» REQUIRED TASK
Copy the material below word for word, with every line kept as it is. Leave the pictures out of your copy.
-- START SOURCE DATA --
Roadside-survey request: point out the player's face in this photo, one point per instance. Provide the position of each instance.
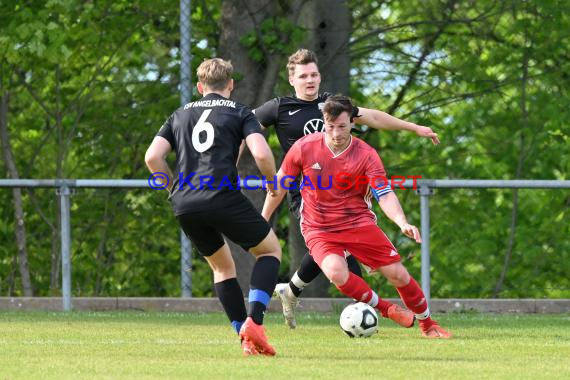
(337, 131)
(306, 80)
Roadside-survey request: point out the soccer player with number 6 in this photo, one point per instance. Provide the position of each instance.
(206, 136)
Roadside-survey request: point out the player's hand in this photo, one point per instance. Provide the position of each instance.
(272, 192)
(427, 132)
(411, 231)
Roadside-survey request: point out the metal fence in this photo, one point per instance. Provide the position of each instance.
(424, 189)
-- END SOURCE DATA --
» EXERCISE RESULT
Roadside-survey request: point out the player's face in this photo, one point per instance. Provide the position of each instance.
(337, 131)
(306, 80)
Roadside-survey request: point out the soccer player with number 6 in this photo, one point per instance. Provide the position of each instance.
(206, 136)
Roadside-survey request: point out the player's hand in this photo, one point per instance. Provide the position of each instance.
(272, 192)
(427, 132)
(411, 231)
Roadside-survey request: point out the metal fence in this photo, one point per instance. Provide the position of each instance.
(424, 189)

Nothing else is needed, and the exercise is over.